#### Textauszug:
____

M94.5 Albenreview
Girl in Red – if I could make it go quiet
Elf Songs über Romanzen, Liebes-Aus und inneres Gefühlschaos verschmelzen mit melancholischen und sanften Indie-Pop . Girl in Red hat endlich ihr heiß ersehntes Debüt-Album if I could make it go quiet veröffentlicht.
Vom Fingerboarding zur Gitarre
Viel Talent, ihr Kinderzimmer und sehr kleine Skateboards: Mit diesen Anfängen baut sich girl in red einen Ikonenstatus in der queeren, musikbegeisterten Community. Bevor sich die Norwegerin mit Musik auseinandergesetzt hatte, interessierte sie sich für Fingerskating, den Miniskateboard-Trend aus den 2010er Jahren. Mit den daraufhin erlernten Fingerfertigkeiten ist sie auf die Gitarre umgestiegen und brachte sich das Spielen und die Akkorde selber bei, gefolgt von der Liebe zum Songwriting und eigenständiger Musikproduktion. Unter ihrem bürgerlichen Namen fing sie an, ihre Stücke auf Soundcloud hochzuladen, die bei ihrer kleinen Fangemeinde schon gut ankamen. Mit kleinen Schritten hat sich girl in red, mit bürgerlichen Namen Marie Ulven, in eine große Zukunft hineingearbeitet.

____

#### Vorliegende Daten:
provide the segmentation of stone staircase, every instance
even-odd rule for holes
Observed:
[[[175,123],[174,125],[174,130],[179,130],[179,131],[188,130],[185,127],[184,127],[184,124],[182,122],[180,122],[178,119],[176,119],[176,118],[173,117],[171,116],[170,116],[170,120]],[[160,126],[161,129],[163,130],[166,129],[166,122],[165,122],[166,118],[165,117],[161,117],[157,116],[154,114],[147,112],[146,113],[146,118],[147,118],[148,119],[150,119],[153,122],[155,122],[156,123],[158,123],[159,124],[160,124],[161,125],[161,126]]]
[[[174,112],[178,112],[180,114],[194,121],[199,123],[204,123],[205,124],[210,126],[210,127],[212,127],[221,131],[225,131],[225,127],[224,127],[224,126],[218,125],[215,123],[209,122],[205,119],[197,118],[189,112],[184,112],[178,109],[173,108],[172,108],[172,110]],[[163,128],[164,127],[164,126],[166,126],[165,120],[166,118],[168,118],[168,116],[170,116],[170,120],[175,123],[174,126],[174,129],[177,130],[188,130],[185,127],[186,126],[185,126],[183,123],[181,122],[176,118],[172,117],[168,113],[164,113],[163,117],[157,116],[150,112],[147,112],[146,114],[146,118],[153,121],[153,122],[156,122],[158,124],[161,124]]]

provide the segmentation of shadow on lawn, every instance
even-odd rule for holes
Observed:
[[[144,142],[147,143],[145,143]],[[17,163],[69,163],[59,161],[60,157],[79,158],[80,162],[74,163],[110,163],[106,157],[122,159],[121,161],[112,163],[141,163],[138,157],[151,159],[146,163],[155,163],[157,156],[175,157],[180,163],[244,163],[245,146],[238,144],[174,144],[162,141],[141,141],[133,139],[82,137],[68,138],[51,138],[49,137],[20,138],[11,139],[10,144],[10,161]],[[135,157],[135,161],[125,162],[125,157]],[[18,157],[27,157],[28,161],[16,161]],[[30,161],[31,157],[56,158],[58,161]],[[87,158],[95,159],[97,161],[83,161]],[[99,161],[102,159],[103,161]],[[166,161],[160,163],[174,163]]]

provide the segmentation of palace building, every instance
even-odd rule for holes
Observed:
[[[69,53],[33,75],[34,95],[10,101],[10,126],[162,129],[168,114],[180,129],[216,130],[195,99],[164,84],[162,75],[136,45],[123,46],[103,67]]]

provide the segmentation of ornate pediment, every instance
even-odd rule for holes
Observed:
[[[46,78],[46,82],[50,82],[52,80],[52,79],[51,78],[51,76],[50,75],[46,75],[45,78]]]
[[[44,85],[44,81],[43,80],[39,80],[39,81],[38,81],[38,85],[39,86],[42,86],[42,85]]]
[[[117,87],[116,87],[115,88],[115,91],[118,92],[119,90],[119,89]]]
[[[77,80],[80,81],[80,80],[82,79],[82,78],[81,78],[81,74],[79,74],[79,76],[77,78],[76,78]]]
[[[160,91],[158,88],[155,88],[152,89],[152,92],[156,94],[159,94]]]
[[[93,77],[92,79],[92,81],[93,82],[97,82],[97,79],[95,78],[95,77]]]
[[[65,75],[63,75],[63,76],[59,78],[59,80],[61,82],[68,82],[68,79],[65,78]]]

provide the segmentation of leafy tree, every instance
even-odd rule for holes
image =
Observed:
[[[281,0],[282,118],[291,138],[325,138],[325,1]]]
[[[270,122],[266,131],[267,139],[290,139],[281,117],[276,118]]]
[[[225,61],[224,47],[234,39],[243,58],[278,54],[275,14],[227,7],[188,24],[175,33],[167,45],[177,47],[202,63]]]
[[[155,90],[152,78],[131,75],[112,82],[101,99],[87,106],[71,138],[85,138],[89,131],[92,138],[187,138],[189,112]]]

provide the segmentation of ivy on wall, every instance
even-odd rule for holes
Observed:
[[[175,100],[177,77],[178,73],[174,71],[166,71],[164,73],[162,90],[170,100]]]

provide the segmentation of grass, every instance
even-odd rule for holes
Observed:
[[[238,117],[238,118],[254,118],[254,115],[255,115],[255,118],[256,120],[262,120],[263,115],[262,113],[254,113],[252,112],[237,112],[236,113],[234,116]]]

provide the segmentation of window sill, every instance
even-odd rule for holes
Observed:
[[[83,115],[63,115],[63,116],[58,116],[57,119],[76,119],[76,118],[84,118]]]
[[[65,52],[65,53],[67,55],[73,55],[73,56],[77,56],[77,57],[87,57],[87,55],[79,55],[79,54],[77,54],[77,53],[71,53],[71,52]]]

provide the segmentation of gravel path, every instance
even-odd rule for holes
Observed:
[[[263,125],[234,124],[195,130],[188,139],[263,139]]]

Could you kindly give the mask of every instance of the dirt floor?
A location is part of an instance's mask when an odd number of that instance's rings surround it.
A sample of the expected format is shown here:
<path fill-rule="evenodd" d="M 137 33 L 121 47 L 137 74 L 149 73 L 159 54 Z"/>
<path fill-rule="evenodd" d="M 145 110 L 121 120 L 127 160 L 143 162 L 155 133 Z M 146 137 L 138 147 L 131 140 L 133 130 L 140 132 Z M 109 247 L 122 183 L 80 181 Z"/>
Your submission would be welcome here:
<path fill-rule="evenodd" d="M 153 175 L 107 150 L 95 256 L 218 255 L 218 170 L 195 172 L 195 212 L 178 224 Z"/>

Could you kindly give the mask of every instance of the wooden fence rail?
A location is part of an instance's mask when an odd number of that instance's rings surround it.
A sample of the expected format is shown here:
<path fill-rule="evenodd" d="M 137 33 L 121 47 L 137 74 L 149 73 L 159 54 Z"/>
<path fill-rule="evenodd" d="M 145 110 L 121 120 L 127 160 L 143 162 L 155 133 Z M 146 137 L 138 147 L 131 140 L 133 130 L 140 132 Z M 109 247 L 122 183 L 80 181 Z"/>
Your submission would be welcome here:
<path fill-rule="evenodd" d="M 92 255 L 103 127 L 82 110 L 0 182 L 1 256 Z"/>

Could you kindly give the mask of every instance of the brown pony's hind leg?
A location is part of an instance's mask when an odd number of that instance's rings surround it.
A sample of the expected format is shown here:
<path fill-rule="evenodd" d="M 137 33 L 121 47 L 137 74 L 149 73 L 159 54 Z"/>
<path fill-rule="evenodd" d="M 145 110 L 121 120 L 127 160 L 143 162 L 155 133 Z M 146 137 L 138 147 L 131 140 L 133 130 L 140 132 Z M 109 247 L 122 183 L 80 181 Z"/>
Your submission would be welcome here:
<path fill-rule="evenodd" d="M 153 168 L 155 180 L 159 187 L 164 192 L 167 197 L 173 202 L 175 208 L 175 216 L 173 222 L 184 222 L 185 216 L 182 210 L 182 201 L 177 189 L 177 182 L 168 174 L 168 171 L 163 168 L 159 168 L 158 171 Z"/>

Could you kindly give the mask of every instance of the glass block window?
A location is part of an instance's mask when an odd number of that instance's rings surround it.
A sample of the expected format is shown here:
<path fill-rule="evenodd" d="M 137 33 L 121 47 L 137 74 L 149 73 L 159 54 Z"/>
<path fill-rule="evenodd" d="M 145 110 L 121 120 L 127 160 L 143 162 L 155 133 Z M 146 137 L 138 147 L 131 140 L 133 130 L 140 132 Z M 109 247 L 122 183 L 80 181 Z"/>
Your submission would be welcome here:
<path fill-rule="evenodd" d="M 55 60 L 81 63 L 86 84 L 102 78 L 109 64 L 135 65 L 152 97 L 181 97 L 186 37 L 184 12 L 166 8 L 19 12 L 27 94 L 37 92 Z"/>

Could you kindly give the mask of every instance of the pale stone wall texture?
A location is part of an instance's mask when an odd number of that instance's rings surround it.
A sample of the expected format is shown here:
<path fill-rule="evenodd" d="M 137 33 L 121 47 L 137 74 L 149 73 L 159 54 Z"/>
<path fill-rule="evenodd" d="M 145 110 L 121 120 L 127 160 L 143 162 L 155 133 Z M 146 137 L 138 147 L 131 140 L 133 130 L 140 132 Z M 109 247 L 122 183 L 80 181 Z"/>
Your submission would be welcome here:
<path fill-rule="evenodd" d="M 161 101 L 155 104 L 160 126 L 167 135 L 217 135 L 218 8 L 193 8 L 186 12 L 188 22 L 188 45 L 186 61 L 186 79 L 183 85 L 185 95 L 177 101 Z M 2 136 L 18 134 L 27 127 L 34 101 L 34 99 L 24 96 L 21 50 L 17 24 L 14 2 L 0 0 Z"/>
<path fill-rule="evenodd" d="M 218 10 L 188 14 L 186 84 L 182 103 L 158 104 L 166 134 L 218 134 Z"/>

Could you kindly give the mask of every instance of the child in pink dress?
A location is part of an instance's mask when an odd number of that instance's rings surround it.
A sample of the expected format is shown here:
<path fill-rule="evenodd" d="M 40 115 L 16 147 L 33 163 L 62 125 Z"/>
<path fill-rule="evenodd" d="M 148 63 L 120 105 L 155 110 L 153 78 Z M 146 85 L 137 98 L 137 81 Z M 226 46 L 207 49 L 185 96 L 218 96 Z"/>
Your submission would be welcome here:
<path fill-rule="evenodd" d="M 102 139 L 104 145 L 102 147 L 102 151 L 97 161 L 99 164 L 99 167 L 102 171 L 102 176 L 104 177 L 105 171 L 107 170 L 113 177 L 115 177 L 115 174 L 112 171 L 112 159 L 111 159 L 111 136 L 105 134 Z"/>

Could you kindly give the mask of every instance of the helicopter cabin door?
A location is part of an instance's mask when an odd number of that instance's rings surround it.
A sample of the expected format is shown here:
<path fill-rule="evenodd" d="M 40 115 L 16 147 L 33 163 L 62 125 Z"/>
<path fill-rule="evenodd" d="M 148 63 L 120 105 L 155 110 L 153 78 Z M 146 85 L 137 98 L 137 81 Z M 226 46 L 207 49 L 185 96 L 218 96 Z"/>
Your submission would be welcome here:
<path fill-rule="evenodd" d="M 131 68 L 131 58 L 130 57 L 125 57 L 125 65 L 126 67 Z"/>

____

#### Aufgaben:
1. Gib das Albenreview von "M94.5 Albenreview" bis "go quiet veröffentlicht." erneut wieder und ersetze darin "Debüt-Album" durch "Erstlingswerk".
2. Übertrage diesen Satz aus dem Albenreview ins Englische: „Bevor sich die Norwegerin mit Musik auseinandergesetzt hatte, interessierte sie sich für Fingerskating, den Miniskateboard-Trend aus den 2010er Jahren.“
3. Schreibe das Albenreview zu girl in red im Anschluss an seinen letzten Satz weiter.

#### Ergebnisse:
1.
M94.5 Albenreview
Girl in Red – if I could make it go quiet
Elf Songs über Romanzen, Liebes-Aus und inneres Gefühlschaos verschmelzen mit melancholischen und sanften Indie-Pop . Girl in Red hat endlich ihr heiß ersehntes Erstlingswerk if I could make it go quiet veröffentlicht.

2. Before the Norwegian had engaged with music, she was interested in fingerskating, the mini-skateboard trend of the 2010s.

3.
Serotonin-Boost
Schon mit Songs wie „girls“ oder „we fell in love in october“ hat die Sängerin aus Norwegen im Jahr 2018 viel Aufmerksamkeit bekommen und über einhundert Millionen Streams auf Spotify erreicht. Nach sämtlichen Singles, EPs und dem Albenvorboten „Serotonin“ diesen März hat die Sängerin endlich ihr Debüt komplett gemacht. Das Besondere bei “Serotonin” ist die dabei entstandene Zusammenarbeit mit Grammy-Preisträger und Billie Eilish’s Bruder FINNEAS. Eine Kollaboration, die zeigt, wie weit sie ihre Karriere schon gebracht hat und die sich stark von ihren bisherigen Werken unterscheidet. Denn normalerweise richtet sich die Musikproduktion der Solo-Künstlerin mit eigenem Label großteils nach sich selbst. Auch der Entstehungs- und Produktionsort für die Musik ist und bleibt das eigene Schlafzimmer.
Queerer Bedroom-Pop
Girl in Red ist nicht irgendein aufstrebender Star in der Indie-Pop-Kultur, sie gilt als einer ihrer queeren Königinnen. Sie vertritt die LGBTQ* Szene hinsichtlich Songs, die über gleichgeschlechtliche Liebe handeln. Der Spruch „Hörst du Girl in Red?“ wurde ein weiterverbreiteter Insider in der Community. Auf sämtlichen Social Media Plattformen ist es eine abgeleitete Version der Frage „Wie bist du sexuell orientiert?“. Doch nicht nur das, sondern auch die Thematisierung von psychischen Problemen, insbesondere Depressionen möchte die 22-Jährige in ihrer Musik ausdrücken. Persönliche Liebeserfahrungen und Probleme musikalisch zu teilen, fällt der jungen Sängerin alles andere als schwer, wofür sie ihre Hörer:innen bewundern.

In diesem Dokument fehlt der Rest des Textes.